The string "wall" may appear on lines of the entries below; report how many such lines there are, and only that.

□ □ □

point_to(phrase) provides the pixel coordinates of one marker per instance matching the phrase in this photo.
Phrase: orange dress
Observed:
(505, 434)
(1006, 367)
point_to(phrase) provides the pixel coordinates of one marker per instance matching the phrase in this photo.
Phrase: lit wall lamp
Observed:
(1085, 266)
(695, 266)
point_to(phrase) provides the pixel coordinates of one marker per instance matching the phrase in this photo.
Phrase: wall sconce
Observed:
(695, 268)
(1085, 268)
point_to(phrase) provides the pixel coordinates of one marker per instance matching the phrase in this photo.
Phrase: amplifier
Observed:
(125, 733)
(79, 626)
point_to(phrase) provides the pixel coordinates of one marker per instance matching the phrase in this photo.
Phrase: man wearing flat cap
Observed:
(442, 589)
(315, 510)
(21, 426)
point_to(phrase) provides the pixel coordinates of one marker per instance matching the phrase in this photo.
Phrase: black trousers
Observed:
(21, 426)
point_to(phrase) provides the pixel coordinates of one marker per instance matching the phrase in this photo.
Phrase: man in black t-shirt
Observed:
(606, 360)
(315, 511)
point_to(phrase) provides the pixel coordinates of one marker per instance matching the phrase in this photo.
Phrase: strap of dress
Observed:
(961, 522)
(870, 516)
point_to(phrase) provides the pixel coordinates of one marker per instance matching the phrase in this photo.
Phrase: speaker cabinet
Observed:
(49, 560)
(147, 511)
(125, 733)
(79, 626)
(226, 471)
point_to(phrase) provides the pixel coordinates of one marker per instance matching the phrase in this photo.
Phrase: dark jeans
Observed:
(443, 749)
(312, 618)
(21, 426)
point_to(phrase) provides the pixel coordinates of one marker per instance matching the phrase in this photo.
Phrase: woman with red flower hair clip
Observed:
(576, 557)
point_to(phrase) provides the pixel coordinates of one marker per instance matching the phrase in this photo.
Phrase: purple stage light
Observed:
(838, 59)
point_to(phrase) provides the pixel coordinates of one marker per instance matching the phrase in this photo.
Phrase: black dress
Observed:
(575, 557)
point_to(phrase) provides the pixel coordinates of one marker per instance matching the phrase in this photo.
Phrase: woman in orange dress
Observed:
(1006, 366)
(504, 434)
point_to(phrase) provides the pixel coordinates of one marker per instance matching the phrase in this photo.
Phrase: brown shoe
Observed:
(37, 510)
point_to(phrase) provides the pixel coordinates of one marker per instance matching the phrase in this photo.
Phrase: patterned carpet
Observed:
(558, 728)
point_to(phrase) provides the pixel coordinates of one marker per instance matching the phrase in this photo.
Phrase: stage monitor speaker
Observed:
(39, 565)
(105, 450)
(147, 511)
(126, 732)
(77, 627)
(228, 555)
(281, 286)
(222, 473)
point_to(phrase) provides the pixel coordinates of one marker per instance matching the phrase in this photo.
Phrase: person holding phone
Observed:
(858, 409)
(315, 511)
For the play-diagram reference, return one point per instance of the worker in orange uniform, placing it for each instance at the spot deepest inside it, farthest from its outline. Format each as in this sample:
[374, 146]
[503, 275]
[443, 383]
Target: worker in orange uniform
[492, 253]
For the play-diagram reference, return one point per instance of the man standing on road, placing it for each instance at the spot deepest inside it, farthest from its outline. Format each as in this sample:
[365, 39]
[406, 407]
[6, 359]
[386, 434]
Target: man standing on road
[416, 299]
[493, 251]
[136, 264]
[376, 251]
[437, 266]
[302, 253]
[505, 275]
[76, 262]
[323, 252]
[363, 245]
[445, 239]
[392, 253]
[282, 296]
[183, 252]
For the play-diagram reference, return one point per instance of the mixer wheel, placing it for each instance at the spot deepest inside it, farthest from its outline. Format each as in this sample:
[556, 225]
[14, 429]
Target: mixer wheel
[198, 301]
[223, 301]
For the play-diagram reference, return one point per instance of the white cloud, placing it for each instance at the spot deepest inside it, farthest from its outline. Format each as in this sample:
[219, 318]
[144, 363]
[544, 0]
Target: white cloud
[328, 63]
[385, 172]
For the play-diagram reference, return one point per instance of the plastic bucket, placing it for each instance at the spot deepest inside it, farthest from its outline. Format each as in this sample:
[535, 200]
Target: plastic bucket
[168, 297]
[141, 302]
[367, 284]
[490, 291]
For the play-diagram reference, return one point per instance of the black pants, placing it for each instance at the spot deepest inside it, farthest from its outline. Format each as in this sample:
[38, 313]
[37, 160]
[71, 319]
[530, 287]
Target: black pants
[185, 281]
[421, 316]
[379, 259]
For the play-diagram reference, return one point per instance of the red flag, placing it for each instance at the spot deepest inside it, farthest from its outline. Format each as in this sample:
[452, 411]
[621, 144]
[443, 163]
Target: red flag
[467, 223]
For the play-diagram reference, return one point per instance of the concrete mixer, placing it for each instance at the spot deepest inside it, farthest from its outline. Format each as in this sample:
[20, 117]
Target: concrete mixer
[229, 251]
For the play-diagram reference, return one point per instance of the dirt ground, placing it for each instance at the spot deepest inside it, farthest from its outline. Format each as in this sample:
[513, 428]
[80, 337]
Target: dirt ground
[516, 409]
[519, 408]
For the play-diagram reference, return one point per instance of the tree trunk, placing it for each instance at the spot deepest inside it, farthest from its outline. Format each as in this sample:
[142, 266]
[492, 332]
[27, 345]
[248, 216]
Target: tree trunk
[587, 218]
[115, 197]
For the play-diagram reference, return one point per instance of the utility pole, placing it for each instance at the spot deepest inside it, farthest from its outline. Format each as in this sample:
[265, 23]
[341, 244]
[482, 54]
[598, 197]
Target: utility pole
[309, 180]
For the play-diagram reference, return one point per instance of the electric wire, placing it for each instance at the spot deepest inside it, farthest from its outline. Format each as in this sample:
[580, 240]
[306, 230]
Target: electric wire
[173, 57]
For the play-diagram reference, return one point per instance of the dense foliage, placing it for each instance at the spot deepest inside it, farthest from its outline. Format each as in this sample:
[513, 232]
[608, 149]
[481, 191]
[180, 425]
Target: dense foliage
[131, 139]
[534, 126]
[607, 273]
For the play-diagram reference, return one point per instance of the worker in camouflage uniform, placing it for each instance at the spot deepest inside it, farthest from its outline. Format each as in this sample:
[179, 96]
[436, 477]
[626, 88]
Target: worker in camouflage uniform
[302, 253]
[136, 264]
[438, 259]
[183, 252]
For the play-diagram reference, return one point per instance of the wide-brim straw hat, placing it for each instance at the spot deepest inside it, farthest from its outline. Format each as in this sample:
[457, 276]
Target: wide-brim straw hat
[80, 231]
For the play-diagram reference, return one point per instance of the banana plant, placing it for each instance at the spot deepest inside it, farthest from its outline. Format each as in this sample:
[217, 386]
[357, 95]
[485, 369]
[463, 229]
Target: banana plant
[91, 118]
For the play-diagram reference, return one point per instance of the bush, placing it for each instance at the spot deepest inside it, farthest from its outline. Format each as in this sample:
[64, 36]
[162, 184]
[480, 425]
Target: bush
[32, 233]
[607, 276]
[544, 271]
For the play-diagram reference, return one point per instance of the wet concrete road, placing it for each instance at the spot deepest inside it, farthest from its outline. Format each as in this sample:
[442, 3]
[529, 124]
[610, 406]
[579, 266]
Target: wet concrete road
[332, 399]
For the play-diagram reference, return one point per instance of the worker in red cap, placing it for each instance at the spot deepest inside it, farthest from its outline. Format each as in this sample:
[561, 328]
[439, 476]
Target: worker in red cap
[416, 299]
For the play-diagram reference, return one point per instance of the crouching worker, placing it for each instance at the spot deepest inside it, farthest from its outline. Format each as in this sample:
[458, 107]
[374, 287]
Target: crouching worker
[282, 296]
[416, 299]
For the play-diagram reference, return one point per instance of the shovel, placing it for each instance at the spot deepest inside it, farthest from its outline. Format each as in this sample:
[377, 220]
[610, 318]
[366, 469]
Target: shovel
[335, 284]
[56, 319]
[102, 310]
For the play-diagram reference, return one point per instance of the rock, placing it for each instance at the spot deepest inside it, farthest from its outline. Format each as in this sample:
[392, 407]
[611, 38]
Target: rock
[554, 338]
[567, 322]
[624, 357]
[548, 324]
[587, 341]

□ □ □

- [ANSWER FOR THE TASK]: 2